++++ Page ++++

Still, the new war reality forced a reappraisal of the Roosevelt administration’s strategy toward Latin America and the event of the Chilean presidential election became one of the first instances in which the Good Neighbor policy had to contend with a serious push for intervention in the domestic affairs of a sovereign South American country. Some officials in Washington agreed with Bowers and his willingness to go beyond the stated U.S. policy of non-intervention followed by the Roosevelt administration since 1933 and attempted to persuade the president to proceed correspondingly. The available records do not identify who these persons were, but Secretary of State Cordell Hull saw in these attempts to involve the United States in the Chilean election a real danger for the Latin American strategy of the Roosevelt administration and advised the president not to heed the calls of these well-connected people who wanted to avoid an Ibáñez victory at any cost. In Hull’s assessment, “the confidence of the United States which other American republics [had, arose] precisely because the United States [had] scrupulously refrained from intermeddling in the internal concerns of these countries.” The Secretary of State asserted that intervening in the Chilean presidential election, even if that intervention was directed against the presumedly totalitarian candidate, would lead to the loss of the good will among Latin American countries earned by the United States through the implementation of the Good Neighbor policy.69
A few days after Hull advised Roosevelt against intervention in the Chilean presidential election, Assistant Secretary for Latin American Affairs Adolf Berle, who was also the conduit in the Department of State for the intelligence gathered by the FBI in Chile, met with the Deputy Chief of the British Mission in Washington and told him that the United States was against any sort of direct intervention in the Chilean presidential election. For Berle, even if successful, any intervention in the Chilean election would be counterproductive, for many Chileans and probably other Latin Americans would not take well any foreign attempt to influence an essentially domestic electoral contest. Furthermore, Berle bluntly told his British interlocutor that neither he nor other officials of the Roosevelt administration believed that the British government had the capabilities to successfully conduct an operation in Chile.70
The message transmitted by Berle was clear, if somewhat paradoxical. The United States was the hegemon in the continent and the British would have to take that reality into account for any of their decisions about Latin America. The British foreign policy apparatus already recognized that state of affairs, which is why consultations with U.S. officials in Washington and diplomats in Santiago were considered indispensable for the proper design and implementation of a policy toward Chile. On the other hand, U.S. hegemony over Latin America, clearly asserted by Berle in his conversation with the British diplomat, did not lead necessarily to intervention in the domestic affairs of South American countries and, on the contrary, its exertion under the principles of the Good Neighbor policy required constraint in these matters. The U.S. foreign policy apparatus, starting with Ambassador Bowers and going all the way up to the highest echelons of the Department of State, had little to no sympathy for Ibáñez. Bowers went further than any other U.S. official when he stated explicitly that the interest of the United States lay with some of the prospective candidates. This attitude in itself indicated a change in the nature of the U.S. understanding and involvement in Chilean politics, as no other electoral contest in Chile had raised such concerns among U.S. diplomats before.

++++

Exercise instructions →
a – According to the passage, since what year had the Roosevelt administration followed the stated U.S. policy of non-intervention?
b – Reproduce the rows from their start through the line containing "[[258, 255]]", both ends included, leaving out the pictures and keeping every other line as it is. Shift the answer coordinates by adding 98 to each number.

++++ Extracted records ++++

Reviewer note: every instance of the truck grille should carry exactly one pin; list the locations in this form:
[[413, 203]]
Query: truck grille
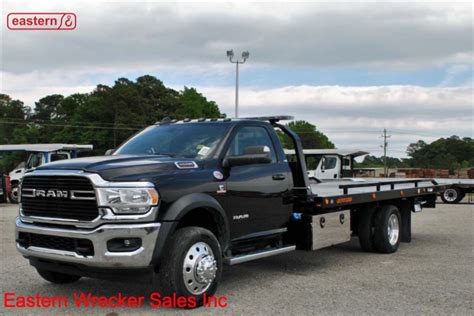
[[80, 246], [83, 208]]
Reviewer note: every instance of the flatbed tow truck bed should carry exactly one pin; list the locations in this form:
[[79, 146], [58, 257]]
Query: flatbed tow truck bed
[[348, 193]]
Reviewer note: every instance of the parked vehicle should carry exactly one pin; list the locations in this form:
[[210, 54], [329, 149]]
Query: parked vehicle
[[3, 188], [39, 154], [326, 164], [329, 163], [181, 199], [458, 188]]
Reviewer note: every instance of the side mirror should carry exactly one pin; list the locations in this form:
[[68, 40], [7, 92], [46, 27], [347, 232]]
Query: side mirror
[[252, 155]]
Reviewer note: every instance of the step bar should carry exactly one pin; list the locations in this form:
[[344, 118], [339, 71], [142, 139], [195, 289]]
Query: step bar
[[258, 255]]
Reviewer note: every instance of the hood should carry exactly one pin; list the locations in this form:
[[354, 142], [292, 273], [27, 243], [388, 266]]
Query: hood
[[123, 167]]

++++

Answers per task →
a – Since 1933.

b –
Reviewer note: every instance of the truck grille should carry exactly one pin; list the locations in this form:
[[413, 203]]
Query: truck grille
[[178, 344], [181, 306]]
Reviewer note: every instance of the flatbed tow truck bed should carry exactly one pin; list the locations in this form:
[[79, 146], [58, 257]]
Query: flatbed tow truck bed
[[446, 291]]
Reviewer note: every instance of the parked vehicle should carry exactly one pin; list the locations in this form:
[[210, 54], [329, 149]]
Query: parked vehicle
[[101, 286], [137, 252], [424, 262], [427, 261], [279, 297], [556, 286]]
Reviewer note: every instance of the side mirror should carry exactly one pin; list the locations in this form:
[[68, 40], [7, 92], [46, 27], [347, 232]]
Query: side mirror
[[350, 253]]
Reviewer note: every instance of the step bar should carry exactly one pin; list the locations in this form:
[[344, 118], [339, 71], [142, 139], [195, 289]]
Query: step bar
[[356, 353]]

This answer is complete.